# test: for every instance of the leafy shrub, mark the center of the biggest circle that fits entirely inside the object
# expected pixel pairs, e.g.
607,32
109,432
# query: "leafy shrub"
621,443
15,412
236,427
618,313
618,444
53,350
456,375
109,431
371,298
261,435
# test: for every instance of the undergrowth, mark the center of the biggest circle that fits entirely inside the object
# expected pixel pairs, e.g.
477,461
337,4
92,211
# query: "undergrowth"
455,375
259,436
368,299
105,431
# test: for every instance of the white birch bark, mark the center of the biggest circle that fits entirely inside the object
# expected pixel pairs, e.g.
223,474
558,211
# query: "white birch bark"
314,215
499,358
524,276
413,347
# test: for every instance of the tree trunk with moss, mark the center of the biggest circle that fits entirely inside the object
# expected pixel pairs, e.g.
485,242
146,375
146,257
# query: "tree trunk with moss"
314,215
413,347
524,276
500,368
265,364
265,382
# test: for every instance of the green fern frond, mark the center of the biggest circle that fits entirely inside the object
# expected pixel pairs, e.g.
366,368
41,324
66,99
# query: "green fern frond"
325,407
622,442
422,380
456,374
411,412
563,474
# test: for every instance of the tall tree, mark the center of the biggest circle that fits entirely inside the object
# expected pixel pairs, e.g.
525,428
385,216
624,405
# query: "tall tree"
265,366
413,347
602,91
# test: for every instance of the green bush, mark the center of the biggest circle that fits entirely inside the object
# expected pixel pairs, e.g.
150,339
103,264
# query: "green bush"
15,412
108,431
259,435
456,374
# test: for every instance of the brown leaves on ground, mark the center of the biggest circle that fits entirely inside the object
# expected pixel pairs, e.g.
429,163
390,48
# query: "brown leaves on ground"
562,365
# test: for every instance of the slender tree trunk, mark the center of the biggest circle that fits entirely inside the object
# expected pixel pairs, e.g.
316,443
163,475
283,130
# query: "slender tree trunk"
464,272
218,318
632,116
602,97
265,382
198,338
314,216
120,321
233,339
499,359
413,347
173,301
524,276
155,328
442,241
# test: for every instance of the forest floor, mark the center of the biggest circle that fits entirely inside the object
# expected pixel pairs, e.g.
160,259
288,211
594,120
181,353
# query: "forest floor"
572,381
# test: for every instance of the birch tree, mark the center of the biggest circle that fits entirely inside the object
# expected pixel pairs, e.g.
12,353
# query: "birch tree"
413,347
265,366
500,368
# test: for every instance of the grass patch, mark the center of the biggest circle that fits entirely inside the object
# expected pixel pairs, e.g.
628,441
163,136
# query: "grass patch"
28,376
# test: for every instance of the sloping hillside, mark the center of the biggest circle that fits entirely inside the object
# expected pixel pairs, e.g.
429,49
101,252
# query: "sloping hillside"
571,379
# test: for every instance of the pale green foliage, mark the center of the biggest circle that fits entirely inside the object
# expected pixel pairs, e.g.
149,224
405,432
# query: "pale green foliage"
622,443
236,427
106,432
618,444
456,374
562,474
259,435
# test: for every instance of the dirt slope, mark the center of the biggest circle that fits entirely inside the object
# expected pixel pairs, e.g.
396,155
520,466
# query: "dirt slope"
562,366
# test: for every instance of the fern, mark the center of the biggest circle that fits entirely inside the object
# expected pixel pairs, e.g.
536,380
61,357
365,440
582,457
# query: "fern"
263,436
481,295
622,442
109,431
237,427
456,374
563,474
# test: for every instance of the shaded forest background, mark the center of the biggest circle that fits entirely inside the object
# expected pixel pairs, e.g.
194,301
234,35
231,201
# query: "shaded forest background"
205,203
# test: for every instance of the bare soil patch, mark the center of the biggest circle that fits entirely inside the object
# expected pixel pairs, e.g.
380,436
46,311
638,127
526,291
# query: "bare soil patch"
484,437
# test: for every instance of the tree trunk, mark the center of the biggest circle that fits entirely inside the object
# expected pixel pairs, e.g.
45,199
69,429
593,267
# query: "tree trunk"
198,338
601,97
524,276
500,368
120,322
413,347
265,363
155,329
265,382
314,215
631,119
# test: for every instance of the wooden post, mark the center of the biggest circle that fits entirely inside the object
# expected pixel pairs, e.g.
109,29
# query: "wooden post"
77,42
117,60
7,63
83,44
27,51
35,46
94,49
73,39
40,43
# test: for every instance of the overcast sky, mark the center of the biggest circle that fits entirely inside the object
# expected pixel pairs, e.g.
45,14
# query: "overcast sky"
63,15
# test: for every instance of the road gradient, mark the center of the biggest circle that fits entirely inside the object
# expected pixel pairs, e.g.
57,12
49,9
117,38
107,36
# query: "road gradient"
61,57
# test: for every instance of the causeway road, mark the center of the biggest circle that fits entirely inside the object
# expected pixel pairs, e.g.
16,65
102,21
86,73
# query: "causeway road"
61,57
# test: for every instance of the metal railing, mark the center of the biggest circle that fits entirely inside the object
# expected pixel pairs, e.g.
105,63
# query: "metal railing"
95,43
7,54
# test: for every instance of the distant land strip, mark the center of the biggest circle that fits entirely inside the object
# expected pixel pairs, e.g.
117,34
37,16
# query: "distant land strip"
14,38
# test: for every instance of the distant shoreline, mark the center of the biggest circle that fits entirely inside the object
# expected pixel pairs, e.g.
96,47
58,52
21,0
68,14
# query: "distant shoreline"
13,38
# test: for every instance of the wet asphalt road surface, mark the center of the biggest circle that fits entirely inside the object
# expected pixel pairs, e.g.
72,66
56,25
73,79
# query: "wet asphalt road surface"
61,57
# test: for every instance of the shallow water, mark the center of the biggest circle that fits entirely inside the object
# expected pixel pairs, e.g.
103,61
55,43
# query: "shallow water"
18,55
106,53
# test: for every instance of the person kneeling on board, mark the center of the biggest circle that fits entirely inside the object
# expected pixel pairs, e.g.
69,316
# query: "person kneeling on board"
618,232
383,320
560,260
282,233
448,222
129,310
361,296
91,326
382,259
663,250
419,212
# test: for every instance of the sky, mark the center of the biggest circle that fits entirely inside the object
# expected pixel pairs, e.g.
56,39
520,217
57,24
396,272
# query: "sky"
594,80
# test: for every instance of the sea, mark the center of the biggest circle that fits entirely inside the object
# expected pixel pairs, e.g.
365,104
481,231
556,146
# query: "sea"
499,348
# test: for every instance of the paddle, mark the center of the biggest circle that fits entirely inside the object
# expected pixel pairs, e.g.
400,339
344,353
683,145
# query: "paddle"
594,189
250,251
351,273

#####

**AIM**
Transcribe the data. Leave every line exactly as it is.

**COMPLETE OUTPUT**
# test: for every instance of the leafy shrub, mark the center of the biggest circle that fits entirely inside the object
# expected pixel pairs, e.g.
607,32
109,432
# query: "leafy shrub"
621,443
15,412
236,427
618,313
618,444
53,350
456,375
109,431
371,298
261,435
# test: for every instance of the undergrowth, mark the center of the biggest circle that fits entirely inside the object
# expected pixel pairs, e.g.
477,461
337,4
92,211
# query: "undergrowth"
455,375
259,436
368,299
105,431
# test: for every instance of the white birch bark, mark the center of the biggest circle that fits entirely inside the object
# expected pixel pairs, e.g.
223,474
558,211
# query: "white birch bark"
314,215
499,358
524,276
413,347
# test: for every instance of the tree trunk with moss, mark the center of the biggest circle that fits entirely inside the object
# expected pixel pairs, e.g.
485,242
146,375
146,257
# query: "tree trunk with moss"
314,215
413,347
524,276
500,368
265,364
265,382
# test: for every instance of the green fern frond, mark the center of the biggest circle that fits entirely inside the object
# expected pixel pairs, e.g.
366,368
41,324
66,99
# query: "green fern frond"
325,407
622,442
422,380
456,374
411,412
563,474
# test: for every instance of the tall tree, mark the center of the biggest circle that fits entirely inside the object
# expected pixel pairs, e.g.
525,428
385,216
624,405
# query: "tall tree"
265,366
413,347
602,91
# test: for every instance of the green bush, mark the center of the biggest circle that fits entirely inside the object
# expected pixel pairs, e.g.
150,339
103,264
# query: "green bush"
15,412
108,431
259,435
456,374
# test: for every instance of the brown leaves on ground, mark the center of the biggest circle that fits entirely inside the object
# expected pixel pairs, e.g.
429,163
390,48
# query: "brown leaves on ground"
562,365
# test: for every instance of the slender tree trunk, mark the center of the biggest circle that fits entirely inside the object
# expected pixel pairs, e.g.
316,443
163,475
283,130
# query: "slender tree trunk"
464,272
218,318
632,116
602,97
265,382
198,338
314,216
120,321
233,339
499,359
413,347
173,301
524,276
155,328
442,241
# test: for every instance of the forest floor, mark the center of the biggest circle that fits entirely inside the object
# expected pixel pairs, e.g.
160,259
288,211
594,120
181,353
# query: "forest floor"
572,381
# test: for every instance of the birch tree, mark the center of the biggest circle that fits entirely inside the object
# expected pixel pairs, e.g.
12,353
# query: "birch tree"
413,347
265,366
500,368
# test: for every instance of the grass patch, mark the center of the biggest circle that fits entirely inside the object
# expected pixel pairs, e.g.
628,441
163,136
# query: "grass patch"
28,376
# test: for every instance of the sloping hillside, mark the center of the biggest circle that fits entirely inside the object
# expected pixel pairs, e.g.
429,49
101,252
# query: "sloping hillside"
571,379
# test: for every instance of the pale green foliage, mark the center of the biggest circle that fits entirely inside the object
# expected pixel pairs, e.g.
149,224
405,432
# query: "pale green foliage"
622,443
236,427
106,432
618,444
456,374
562,474
259,435
# test: for every instance of the dirt slope, mark the center of the biggest circle that fits entirely inside the object
# expected pixel pairs, e.g.
396,155
520,466
# query: "dirt slope"
562,366
# test: for every instance of the fern, mark the center of the biggest circle that fits entirely inside the object
# expected pixel pairs, e.g.
536,380
61,357
365,440
582,457
# query: "fern"
263,436
481,295
622,442
109,431
237,427
456,374
563,474
# test: for every instance of the shaded forest background, mark the center of the biggest circle that fits entirely inside the object
# expected pixel pairs, e.g.
194,301
234,35
231,201
# query: "shaded forest background"
205,203
# test: for every instance of the bare soil patch, mark the center of the biggest circle that fits entirely inside the object
# expected pixel pairs, e.g.
380,436
46,311
638,127
526,291
# query: "bare soil patch"
484,437
# test: for every instance of the tree trunk, mark the center of the biggest circle that fits entirely inside the object
# expected pixel pairs, e.g.
45,199
69,429
593,267
# query: "tree trunk"
198,338
601,97
524,276
500,368
120,322
413,347
265,363
155,329
265,382
314,215
631,119
# test: for every instance of the wooden post, mark the center of the biggest circle that fits entirely inside the object
# expected pixel pairs, e.g.
109,29
# query: "wooden post"
77,42
117,60
7,63
83,44
27,51
35,46
94,49
73,39
40,43
# test: for every instance of the overcast sky, mark the center of the biggest circle that fits entirely inside the object
# expected pixel pairs, e.g.
45,14
# query: "overcast sky"
63,15
# test: for every instance of the road gradient, mark the center of the biggest circle that fits entirely inside the object
# expected pixel pairs, e.g.
57,12
49,9
117,38
107,36
# query: "road gradient"
61,57
# test: for every instance of the causeway road, mark the center of the biggest circle that fits entirely inside the object
# expected pixel pairs, e.g.
16,65
102,21
86,73
# query: "causeway road"
61,57
# test: for every instance of the metal railing, mark the center of the biggest circle that fits entirely inside the object
# expected pixel pairs, e.g.
105,63
# query: "metal railing"
95,43
7,54
# test: for every instance of the distant land strip, mark the center of the biggest circle that fits entirely inside the object
# expected pixel pairs, e.g.
117,34
37,16
# query: "distant land strip"
14,38
# test: for every instance of the distant shoreline, mark the center of the biggest circle that fits entirely inside the object
# expected pixel pairs, e.g.
96,47
58,52
21,0
68,14
# query: "distant shoreline"
13,38
# test: for every instance of the wet asphalt road surface, mark the center of the biggest circle that fits entirely inside the object
# expected pixel pairs, e.g.
72,66
56,25
73,79
# query: "wet asphalt road surface"
61,57
# test: for every instance of the shallow water, mark the center of the biggest circle that fits entirely inside the object
# expected pixel pairs, e.g.
103,61
55,43
# query: "shallow water"
18,55
106,53
# test: for every instance of the person kneeling on board, mark the center of the biggest circle that fits entirely inside the object
# expected pixel pairs, e.g.
69,316
# query: "person kneeling on board"
618,232
383,320
560,260
282,233
448,222
129,310
361,296
91,326
382,259
663,250
419,212
# test: for every instance of the sky, mark the center of the biggest circle that fits entirely inside the object
# expected pixel pairs, e.g.
56,39
520,217
57,24
396,272
# query: "sky"
594,80
# test: for every instance of the sea, mark the center of the biggest circle that fits entirely inside the object
# expected pixel pairs, e.g.
365,104
481,231
556,146
# query: "sea"
499,348
# test: for every instance of the paddle, mark the center of the biggest circle that fits entirely inside the object
# expected pixel pairs, e.g.
400,339
344,353
683,145
# query: "paddle"
594,189
250,251
351,273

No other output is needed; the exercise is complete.